#### Problem
Reproduce the material that follows, keeping every line exactly as it is.

#### Material for this task
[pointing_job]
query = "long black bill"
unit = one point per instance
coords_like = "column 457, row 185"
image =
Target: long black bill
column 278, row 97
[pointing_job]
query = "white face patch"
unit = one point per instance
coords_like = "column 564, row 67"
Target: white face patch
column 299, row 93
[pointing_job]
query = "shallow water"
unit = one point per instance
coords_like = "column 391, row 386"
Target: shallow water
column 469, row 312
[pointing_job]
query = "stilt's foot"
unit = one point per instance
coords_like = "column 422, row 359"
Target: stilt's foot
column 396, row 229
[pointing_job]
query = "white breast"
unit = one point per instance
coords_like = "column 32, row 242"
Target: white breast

#### Answer space
[pointing_job]
query = "long black bill"
unit = one point per instance
coords_like = "column 457, row 185"
image =
Target: long black bill
column 278, row 97
[pointing_job]
query = "white face patch"
unit = one point per instance
coords_like = "column 564, row 67"
Target: white face patch
column 299, row 93
[pointing_job]
query = "shallow water"
unit = one point per instance
coords_like = "column 391, row 386"
Target: shallow water
column 469, row 312
[pointing_job]
query = "stilt's foot"
unit = one point per instance
coords_like = "column 422, row 359"
Target: stilt's foot
column 396, row 229
[pointing_job]
query = "white breast"
unit = one point per instance
coords_like = "column 32, row 242"
Target: white breast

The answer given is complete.